[What to produce]: Lines before the one containing "Every instance of the amber" are excluded. Repeat that line and every line after it, exactly.

[Working data]:
# # #
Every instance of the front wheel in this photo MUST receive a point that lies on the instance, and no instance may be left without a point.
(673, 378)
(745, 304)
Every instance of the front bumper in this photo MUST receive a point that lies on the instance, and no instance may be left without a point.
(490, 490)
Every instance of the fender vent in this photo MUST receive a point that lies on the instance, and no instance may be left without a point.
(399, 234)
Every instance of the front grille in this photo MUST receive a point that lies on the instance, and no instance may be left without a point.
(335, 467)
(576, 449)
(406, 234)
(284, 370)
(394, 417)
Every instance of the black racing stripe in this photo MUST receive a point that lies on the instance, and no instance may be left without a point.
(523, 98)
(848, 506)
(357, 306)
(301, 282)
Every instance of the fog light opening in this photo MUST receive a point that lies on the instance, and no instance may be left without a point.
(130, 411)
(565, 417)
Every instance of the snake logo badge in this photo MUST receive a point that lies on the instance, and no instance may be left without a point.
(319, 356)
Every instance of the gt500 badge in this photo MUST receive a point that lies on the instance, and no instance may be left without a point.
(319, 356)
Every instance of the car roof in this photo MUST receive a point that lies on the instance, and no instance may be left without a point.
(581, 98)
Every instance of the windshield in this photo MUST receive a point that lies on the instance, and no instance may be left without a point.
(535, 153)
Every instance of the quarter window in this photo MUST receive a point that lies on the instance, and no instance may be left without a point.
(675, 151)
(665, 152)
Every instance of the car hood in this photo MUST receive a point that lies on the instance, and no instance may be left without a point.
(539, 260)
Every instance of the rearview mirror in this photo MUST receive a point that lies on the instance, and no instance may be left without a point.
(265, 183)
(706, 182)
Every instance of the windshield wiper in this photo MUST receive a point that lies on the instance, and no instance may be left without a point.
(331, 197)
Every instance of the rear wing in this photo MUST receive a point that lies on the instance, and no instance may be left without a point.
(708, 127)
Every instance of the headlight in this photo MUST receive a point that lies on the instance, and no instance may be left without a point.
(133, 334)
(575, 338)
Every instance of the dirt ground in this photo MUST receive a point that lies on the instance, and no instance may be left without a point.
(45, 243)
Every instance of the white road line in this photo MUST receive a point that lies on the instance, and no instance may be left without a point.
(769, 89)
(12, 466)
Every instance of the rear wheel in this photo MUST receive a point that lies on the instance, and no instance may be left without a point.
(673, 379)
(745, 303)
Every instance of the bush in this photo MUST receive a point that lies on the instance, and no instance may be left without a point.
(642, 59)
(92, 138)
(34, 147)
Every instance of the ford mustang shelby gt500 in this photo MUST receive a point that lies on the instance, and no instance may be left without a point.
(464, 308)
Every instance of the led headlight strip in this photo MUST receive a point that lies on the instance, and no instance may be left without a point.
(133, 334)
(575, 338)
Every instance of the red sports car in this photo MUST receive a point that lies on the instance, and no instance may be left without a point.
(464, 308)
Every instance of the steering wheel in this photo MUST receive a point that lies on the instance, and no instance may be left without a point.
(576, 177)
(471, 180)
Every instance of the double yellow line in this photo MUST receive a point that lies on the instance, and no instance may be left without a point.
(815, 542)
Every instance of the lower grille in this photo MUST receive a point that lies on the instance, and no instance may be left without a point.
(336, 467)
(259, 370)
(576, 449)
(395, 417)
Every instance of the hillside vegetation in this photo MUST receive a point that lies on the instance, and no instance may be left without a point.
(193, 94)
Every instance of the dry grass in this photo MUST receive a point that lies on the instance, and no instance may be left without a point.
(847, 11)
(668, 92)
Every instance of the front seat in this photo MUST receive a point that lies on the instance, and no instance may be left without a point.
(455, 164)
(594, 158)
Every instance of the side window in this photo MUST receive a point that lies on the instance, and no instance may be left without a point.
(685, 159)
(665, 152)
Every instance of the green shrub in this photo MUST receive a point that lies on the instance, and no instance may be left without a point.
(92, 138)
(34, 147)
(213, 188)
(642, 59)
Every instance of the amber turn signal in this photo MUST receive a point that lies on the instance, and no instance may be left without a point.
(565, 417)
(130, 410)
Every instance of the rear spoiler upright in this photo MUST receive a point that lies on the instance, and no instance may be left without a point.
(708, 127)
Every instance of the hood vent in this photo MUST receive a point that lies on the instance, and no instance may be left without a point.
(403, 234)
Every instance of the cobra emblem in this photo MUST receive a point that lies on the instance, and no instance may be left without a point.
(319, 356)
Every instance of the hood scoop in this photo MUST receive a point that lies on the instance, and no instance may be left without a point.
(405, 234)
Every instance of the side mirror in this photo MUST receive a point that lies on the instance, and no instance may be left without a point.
# # #
[In response]:
Every instance of the amber turn signal in this photo MUST receive a point that lies on the instance, and no instance may be left without a point.
(565, 417)
(130, 410)
Every instance of the rear spoiler upright in this photo MUST receive a point that lies on the instance, and no instance may be left without a point.
(708, 127)
Every instance of the hood vent in this photo MUST receive a point that lies on the instance, and no instance may be left without a point.
(403, 234)
Every instance of the cobra emblem in this photo MUST receive a point that lies on the instance, and no instance may be left without a point.
(319, 356)
Every instance of the hood scoop in this photo MUST receive a point that lies on the instance, and no instance may be left without a point.
(405, 234)
Every instance of the side mirror in this photo MUST receive a point that lies on the instance, and no instance may be left without a point.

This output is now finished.